Location labeling records:
— begin —

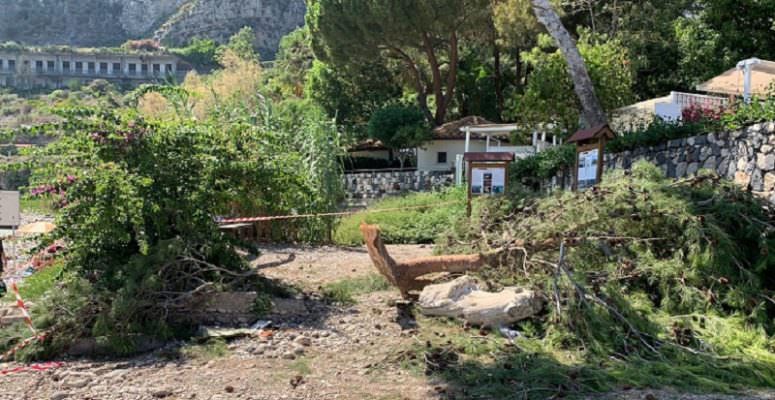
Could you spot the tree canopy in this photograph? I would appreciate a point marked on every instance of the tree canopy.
(423, 36)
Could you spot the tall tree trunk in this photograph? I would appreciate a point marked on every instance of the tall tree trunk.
(496, 54)
(592, 111)
(442, 99)
(520, 83)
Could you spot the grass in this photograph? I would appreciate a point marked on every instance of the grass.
(209, 350)
(480, 366)
(407, 224)
(36, 285)
(345, 290)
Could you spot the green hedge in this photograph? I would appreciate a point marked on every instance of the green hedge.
(406, 224)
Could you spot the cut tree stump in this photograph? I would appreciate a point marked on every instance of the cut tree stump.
(462, 298)
(406, 275)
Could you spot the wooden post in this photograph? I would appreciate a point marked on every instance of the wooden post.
(588, 140)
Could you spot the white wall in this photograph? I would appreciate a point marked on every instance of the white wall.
(380, 154)
(427, 156)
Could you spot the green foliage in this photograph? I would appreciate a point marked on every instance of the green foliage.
(415, 218)
(549, 95)
(542, 166)
(345, 291)
(353, 33)
(399, 127)
(351, 95)
(209, 350)
(36, 285)
(242, 44)
(201, 53)
(140, 201)
(294, 60)
(659, 131)
(686, 267)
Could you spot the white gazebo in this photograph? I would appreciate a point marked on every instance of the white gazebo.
(494, 135)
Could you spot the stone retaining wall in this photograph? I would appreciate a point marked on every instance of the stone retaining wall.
(376, 185)
(746, 156)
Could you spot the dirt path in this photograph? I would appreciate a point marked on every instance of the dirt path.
(319, 351)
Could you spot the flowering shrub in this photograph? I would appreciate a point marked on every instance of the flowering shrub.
(698, 113)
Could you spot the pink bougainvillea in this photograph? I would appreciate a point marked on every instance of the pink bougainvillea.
(698, 113)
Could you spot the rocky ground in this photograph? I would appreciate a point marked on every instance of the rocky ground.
(315, 351)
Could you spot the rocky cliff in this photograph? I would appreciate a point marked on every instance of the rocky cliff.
(95, 23)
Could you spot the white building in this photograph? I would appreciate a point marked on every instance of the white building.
(472, 134)
(28, 69)
(751, 77)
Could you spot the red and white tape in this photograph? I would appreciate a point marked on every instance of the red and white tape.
(228, 221)
(28, 321)
(20, 304)
(34, 368)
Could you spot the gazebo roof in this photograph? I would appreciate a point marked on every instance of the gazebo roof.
(592, 133)
(732, 81)
(453, 130)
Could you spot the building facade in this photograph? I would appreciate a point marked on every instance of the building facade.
(29, 70)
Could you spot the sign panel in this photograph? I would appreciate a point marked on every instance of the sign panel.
(486, 181)
(587, 173)
(10, 210)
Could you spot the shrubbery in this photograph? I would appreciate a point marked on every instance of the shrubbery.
(534, 170)
(662, 281)
(696, 121)
(139, 200)
(415, 218)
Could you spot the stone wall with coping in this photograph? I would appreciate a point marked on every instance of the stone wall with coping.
(746, 156)
(366, 186)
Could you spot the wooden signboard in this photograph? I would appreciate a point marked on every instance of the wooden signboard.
(487, 174)
(590, 155)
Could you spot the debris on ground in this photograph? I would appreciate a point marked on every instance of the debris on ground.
(462, 298)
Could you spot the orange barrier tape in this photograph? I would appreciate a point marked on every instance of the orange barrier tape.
(337, 214)
(20, 304)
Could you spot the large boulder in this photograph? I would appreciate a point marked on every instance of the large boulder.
(462, 298)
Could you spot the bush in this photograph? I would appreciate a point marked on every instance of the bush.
(659, 132)
(139, 202)
(406, 223)
(543, 166)
(696, 121)
(672, 280)
(356, 163)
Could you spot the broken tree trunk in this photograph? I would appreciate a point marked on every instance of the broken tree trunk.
(462, 298)
(404, 275)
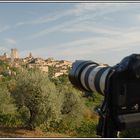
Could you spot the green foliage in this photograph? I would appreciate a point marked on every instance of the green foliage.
(11, 120)
(87, 129)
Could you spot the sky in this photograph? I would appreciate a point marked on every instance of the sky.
(102, 32)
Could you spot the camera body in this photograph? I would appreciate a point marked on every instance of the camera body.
(120, 82)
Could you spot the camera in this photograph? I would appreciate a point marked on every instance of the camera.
(119, 84)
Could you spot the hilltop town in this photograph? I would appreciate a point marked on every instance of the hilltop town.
(60, 67)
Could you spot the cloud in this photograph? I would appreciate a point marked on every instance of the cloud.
(4, 28)
(11, 41)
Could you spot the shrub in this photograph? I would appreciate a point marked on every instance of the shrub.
(35, 92)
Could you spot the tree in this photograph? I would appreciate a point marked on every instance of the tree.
(35, 92)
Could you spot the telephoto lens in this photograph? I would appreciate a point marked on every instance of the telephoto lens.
(89, 76)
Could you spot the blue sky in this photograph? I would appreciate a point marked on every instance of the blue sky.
(102, 32)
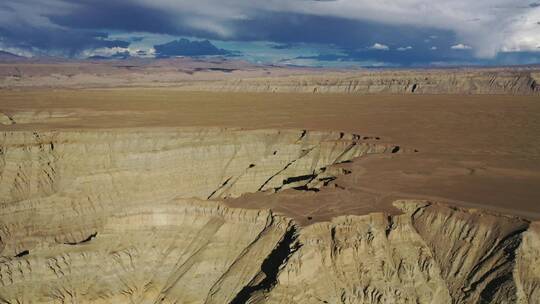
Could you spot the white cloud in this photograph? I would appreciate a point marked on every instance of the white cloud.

— end —

GOAL
Repeat each entry above word for word, leaving every picture out.

COMPLETE RESPONSE
Could you spot the tree canopy in this photograph? I would appreciate a point marked on every instance of the tree canopy.
(423, 36)
Could you spot the tall tree trunk in this photograph? I would appreciate a point marked on every instance of the tall tree trunk.
(496, 54)
(592, 111)
(442, 99)
(520, 83)
Could you spot the grass in this photograph? I would appreciate a point marked on every instance of the grass.
(209, 350)
(480, 366)
(407, 224)
(36, 285)
(345, 290)
Could you spot the green hedge in this photograph? I would appreciate a point marked on every instance of the green hedge.
(406, 224)
Could you spot the cut tree stump in this photograph? I would appreciate a point marked on every instance of the cut tree stump.
(462, 298)
(406, 275)
Could you spot the wooden post in this photograph? I would appreciate a point marked on every instance of the wooden post.
(588, 140)
Could you spot the white wall in this photograph? I would appreciate a point marked on every instance of the white wall.
(380, 154)
(427, 156)
Could you spot the green foliage in this photograph? I would appreciate a point marked on every instance of the green foliage.
(415, 218)
(549, 95)
(542, 166)
(345, 291)
(353, 33)
(399, 127)
(351, 95)
(209, 350)
(36, 285)
(242, 44)
(201, 53)
(140, 201)
(294, 60)
(659, 131)
(686, 267)
Could you spot the white gazebo in this photograph? I would appreciate a point marked on every instance of the white gazebo.
(494, 135)
Could you spot the stone retaining wall in this photograph? I would appreciate a point marked on every instance of the stone retaining wall.
(376, 185)
(746, 156)
Could you spot the dirt path in this photograph? I would appreciate a point marked on every instance of the dirt path.
(319, 351)
Could you spot the flowering shrub in this photograph? I would appreciate a point marked on every instance of the flowering shrub.
(698, 113)
Could you spot the pink bougainvillea in this photograph? I would appreciate a point marked on every instance of the pink bougainvillea.
(698, 113)
Could you spot the rocky ground in this photograph? I would appreciate a point marked on every instance of the rocky ground.
(315, 351)
Could you spot the rocky cliff in this photograph? I would appreciate a point marked on every instance of the rocky cliff.
(95, 23)
Could you spot the white building in this photograph? I would appreciate a point marked on every instance of the white building.
(472, 134)
(28, 69)
(751, 77)
Could you spot the red and white tape in this photograph? I would appreciate a point marked on every instance of the red and white tape.
(228, 221)
(28, 321)
(20, 304)
(34, 368)
Could you spot the gazebo roof in this photograph? I would appreciate a point marked on every instance of the gazebo roof.
(592, 133)
(732, 81)
(453, 130)
Could you spot the building facade in this photograph? I would appreciate a point marked on every instance of the building facade.
(29, 70)
Could you spot the sign panel in this photograph? I would appreciate a point marked on every instance of the sign panel.
(486, 181)
(587, 173)
(10, 210)
Could you spot the shrubbery in this photograph? I would appreciate a point marked on every instance of the shrubbery.
(534, 170)
(662, 281)
(696, 121)
(139, 200)
(415, 218)
Could you spot the stone wall with coping in this photograph? I would appreciate a point marked on every instance of the stone wall with coping.
(746, 156)
(366, 186)
Could you spot the wooden signboard in this photograph? I would appreciate a point marked on every instance of the wooden signboard.
(487, 174)
(590, 155)
Could you spot the debris on ground in this photograph? I would appreciate a point marked on every instance of the debris on ground.
(462, 298)
Could you spot the orange barrier tape in this photograph? I would appreciate a point marked on every instance of the orange barrier tape.
(337, 214)
(20, 304)
Could you spot the large boulder in this photograph? I would appreciate a point marked on every instance of the large boulder.
(462, 298)
Could you spot the bush in this photograph? I would appreciate a point marked on every instance of the bush.
(659, 132)
(139, 202)
(406, 223)
(543, 166)
(696, 121)
(672, 280)
(356, 163)
Could you spot the broken tree trunk in this photograph? I would appreciate a point marked on every instance of the broken tree trunk.
(462, 298)
(404, 275)
Could you spot the green foliage in this photograph? I would appreciate a point marked on every instance of the green foliage.
(11, 120)
(87, 129)
Could you spot the sky in this photograph? I would appreciate a point marked on every instance of the sky.
(102, 32)
Could you spot the camera body in this photograph? I would appreciate a point marked on every instance of the camera body.
(120, 82)
Could you spot the camera in this photograph? I would appreciate a point marked on every instance of the camera.
(119, 84)
Could you spot the hilltop town in this photograph? I would appreciate a point marked on every instance of the hilltop town.
(60, 67)
Could you spot the cloud in this photograph? I would appreciate a point marked on every instance of the cloud.
(4, 28)
(11, 41)
Could you spot the shrub in this photograph? I would appreciate a point marked on every instance of the shrub.
(35, 92)
Could you spot the tree in this photograph? I would appreciate a point marked on every instance of the tree.
(35, 92)
Could you spot the telephoto lens in this photograph? I would appreciate a point marked on every instance of the telephoto lens.
(89, 76)
Could you spot the blue sky in this photograph? I would appreciate a point marked on every instance of the blue sky.
(102, 32)
Could you spot the white cloud in this photograph? I would appreciate a point marked on every instance of the white cloud.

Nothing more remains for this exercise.